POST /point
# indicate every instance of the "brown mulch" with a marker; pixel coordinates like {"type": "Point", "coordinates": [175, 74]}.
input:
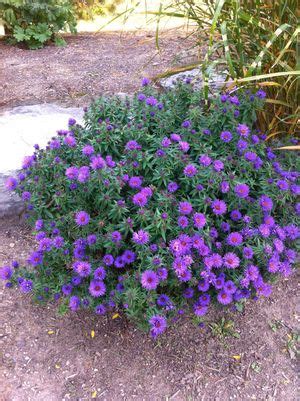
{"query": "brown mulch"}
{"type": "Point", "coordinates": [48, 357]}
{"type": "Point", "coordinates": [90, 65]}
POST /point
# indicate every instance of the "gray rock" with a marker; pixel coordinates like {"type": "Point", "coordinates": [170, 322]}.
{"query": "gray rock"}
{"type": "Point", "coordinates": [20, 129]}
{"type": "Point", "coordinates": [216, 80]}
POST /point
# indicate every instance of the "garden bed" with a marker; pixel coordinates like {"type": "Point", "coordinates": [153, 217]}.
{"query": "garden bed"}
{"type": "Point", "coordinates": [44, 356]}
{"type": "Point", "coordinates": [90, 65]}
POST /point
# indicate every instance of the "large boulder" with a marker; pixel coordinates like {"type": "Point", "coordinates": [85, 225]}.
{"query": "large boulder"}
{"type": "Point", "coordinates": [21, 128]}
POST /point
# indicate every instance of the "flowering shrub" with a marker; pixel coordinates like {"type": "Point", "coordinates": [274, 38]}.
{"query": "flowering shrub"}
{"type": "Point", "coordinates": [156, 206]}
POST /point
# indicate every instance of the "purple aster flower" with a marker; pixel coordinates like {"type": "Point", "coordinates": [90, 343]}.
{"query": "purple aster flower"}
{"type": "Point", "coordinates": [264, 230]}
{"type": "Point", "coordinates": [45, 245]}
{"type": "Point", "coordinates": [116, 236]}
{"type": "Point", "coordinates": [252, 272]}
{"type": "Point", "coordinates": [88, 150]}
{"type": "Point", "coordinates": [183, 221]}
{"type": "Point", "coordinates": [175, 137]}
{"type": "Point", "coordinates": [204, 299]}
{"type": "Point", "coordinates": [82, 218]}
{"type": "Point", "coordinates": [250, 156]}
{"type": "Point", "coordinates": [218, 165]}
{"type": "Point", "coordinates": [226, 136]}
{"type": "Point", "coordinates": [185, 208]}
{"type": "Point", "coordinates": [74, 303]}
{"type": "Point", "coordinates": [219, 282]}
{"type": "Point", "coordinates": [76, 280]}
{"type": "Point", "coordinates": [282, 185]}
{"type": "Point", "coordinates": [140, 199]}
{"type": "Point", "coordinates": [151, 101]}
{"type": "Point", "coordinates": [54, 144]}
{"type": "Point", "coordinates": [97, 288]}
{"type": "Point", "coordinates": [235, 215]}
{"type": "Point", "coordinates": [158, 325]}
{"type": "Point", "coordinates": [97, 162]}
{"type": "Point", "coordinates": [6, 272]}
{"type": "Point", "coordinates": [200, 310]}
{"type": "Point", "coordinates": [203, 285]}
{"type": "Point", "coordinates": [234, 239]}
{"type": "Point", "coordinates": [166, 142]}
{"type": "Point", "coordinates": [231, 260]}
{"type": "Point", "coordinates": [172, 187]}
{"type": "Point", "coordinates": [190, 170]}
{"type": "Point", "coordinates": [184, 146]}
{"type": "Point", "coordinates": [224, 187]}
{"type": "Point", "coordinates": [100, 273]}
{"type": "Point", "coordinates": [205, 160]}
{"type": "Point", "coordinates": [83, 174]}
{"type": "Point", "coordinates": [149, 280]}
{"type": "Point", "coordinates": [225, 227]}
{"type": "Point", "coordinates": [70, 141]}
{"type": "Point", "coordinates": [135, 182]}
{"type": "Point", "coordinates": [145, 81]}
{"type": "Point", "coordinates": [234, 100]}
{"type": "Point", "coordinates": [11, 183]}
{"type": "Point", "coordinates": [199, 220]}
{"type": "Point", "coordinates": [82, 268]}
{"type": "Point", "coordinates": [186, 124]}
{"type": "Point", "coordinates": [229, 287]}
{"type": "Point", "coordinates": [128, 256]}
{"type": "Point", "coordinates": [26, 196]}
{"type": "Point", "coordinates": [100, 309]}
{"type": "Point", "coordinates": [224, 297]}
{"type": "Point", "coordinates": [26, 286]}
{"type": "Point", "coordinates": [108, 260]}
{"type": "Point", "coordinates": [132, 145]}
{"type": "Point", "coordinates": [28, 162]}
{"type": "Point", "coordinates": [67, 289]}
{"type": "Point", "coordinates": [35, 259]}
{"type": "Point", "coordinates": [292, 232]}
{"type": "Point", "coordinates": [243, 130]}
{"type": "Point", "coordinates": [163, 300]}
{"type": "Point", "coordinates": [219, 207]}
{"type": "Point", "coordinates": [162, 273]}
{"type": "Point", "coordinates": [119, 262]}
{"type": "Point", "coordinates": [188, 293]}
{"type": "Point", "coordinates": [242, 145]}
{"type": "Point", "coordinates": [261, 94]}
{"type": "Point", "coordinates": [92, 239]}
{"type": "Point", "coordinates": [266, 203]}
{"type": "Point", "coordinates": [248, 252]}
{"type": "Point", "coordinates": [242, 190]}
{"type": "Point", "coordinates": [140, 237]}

**Work instruction:** The records above should be returned exactly, with only their pictures held back.

**Exercise solution:**
POST /point
# indicate every instance of the "brown mulch" with a marker; pixel coordinates like {"type": "Point", "coordinates": [175, 74]}.
input:
{"query": "brown mulch"}
{"type": "Point", "coordinates": [48, 357]}
{"type": "Point", "coordinates": [90, 65]}
POST /point
# indicate every instance of the "gray rock" with a marker; pixel coordinates like {"type": "Point", "coordinates": [170, 322]}.
{"query": "gray rock"}
{"type": "Point", "coordinates": [20, 129]}
{"type": "Point", "coordinates": [216, 80]}
POST /point
# indicate every instance of the "garden bed" with a marker; pixel coordinates like {"type": "Point", "coordinates": [153, 217]}.
{"query": "garden bed"}
{"type": "Point", "coordinates": [44, 356]}
{"type": "Point", "coordinates": [90, 65]}
POST /point
# indicate every instance of the "large boulder" with a marker; pixel coordinates like {"type": "Point", "coordinates": [85, 225]}.
{"query": "large boulder"}
{"type": "Point", "coordinates": [21, 128]}
POST /point
# indicate every instance of the "flowering shrub" with a marker; pixel coordinates like {"type": "Point", "coordinates": [274, 38]}.
{"query": "flowering shrub"}
{"type": "Point", "coordinates": [156, 206]}
POST /point
# indicate every instance of the "purple aster flower" with a marker; pixel coordinates like {"type": "Point", "coordinates": [90, 343]}.
{"query": "purple aster flower"}
{"type": "Point", "coordinates": [264, 230]}
{"type": "Point", "coordinates": [45, 245]}
{"type": "Point", "coordinates": [116, 236]}
{"type": "Point", "coordinates": [252, 272]}
{"type": "Point", "coordinates": [88, 150]}
{"type": "Point", "coordinates": [183, 221]}
{"type": "Point", "coordinates": [175, 137]}
{"type": "Point", "coordinates": [204, 299]}
{"type": "Point", "coordinates": [82, 218]}
{"type": "Point", "coordinates": [250, 156]}
{"type": "Point", "coordinates": [218, 165]}
{"type": "Point", "coordinates": [226, 136]}
{"type": "Point", "coordinates": [185, 208]}
{"type": "Point", "coordinates": [74, 303]}
{"type": "Point", "coordinates": [219, 282]}
{"type": "Point", "coordinates": [76, 280]}
{"type": "Point", "coordinates": [282, 185]}
{"type": "Point", "coordinates": [140, 199]}
{"type": "Point", "coordinates": [151, 101]}
{"type": "Point", "coordinates": [54, 144]}
{"type": "Point", "coordinates": [97, 288]}
{"type": "Point", "coordinates": [235, 215]}
{"type": "Point", "coordinates": [158, 325]}
{"type": "Point", "coordinates": [97, 162]}
{"type": "Point", "coordinates": [6, 272]}
{"type": "Point", "coordinates": [200, 310]}
{"type": "Point", "coordinates": [203, 285]}
{"type": "Point", "coordinates": [234, 239]}
{"type": "Point", "coordinates": [166, 142]}
{"type": "Point", "coordinates": [231, 260]}
{"type": "Point", "coordinates": [172, 187]}
{"type": "Point", "coordinates": [190, 170]}
{"type": "Point", "coordinates": [184, 146]}
{"type": "Point", "coordinates": [224, 187]}
{"type": "Point", "coordinates": [100, 273]}
{"type": "Point", "coordinates": [205, 160]}
{"type": "Point", "coordinates": [83, 174]}
{"type": "Point", "coordinates": [149, 280]}
{"type": "Point", "coordinates": [225, 227]}
{"type": "Point", "coordinates": [70, 141]}
{"type": "Point", "coordinates": [135, 182]}
{"type": "Point", "coordinates": [145, 81]}
{"type": "Point", "coordinates": [234, 100]}
{"type": "Point", "coordinates": [11, 183]}
{"type": "Point", "coordinates": [199, 220]}
{"type": "Point", "coordinates": [82, 268]}
{"type": "Point", "coordinates": [186, 124]}
{"type": "Point", "coordinates": [229, 287]}
{"type": "Point", "coordinates": [128, 256]}
{"type": "Point", "coordinates": [26, 196]}
{"type": "Point", "coordinates": [100, 309]}
{"type": "Point", "coordinates": [224, 297]}
{"type": "Point", "coordinates": [26, 286]}
{"type": "Point", "coordinates": [108, 260]}
{"type": "Point", "coordinates": [132, 145]}
{"type": "Point", "coordinates": [28, 162]}
{"type": "Point", "coordinates": [67, 289]}
{"type": "Point", "coordinates": [35, 259]}
{"type": "Point", "coordinates": [292, 232]}
{"type": "Point", "coordinates": [243, 130]}
{"type": "Point", "coordinates": [163, 300]}
{"type": "Point", "coordinates": [219, 207]}
{"type": "Point", "coordinates": [162, 273]}
{"type": "Point", "coordinates": [119, 262]}
{"type": "Point", "coordinates": [188, 293]}
{"type": "Point", "coordinates": [242, 145]}
{"type": "Point", "coordinates": [261, 94]}
{"type": "Point", "coordinates": [92, 239]}
{"type": "Point", "coordinates": [266, 203]}
{"type": "Point", "coordinates": [248, 252]}
{"type": "Point", "coordinates": [242, 190]}
{"type": "Point", "coordinates": [140, 237]}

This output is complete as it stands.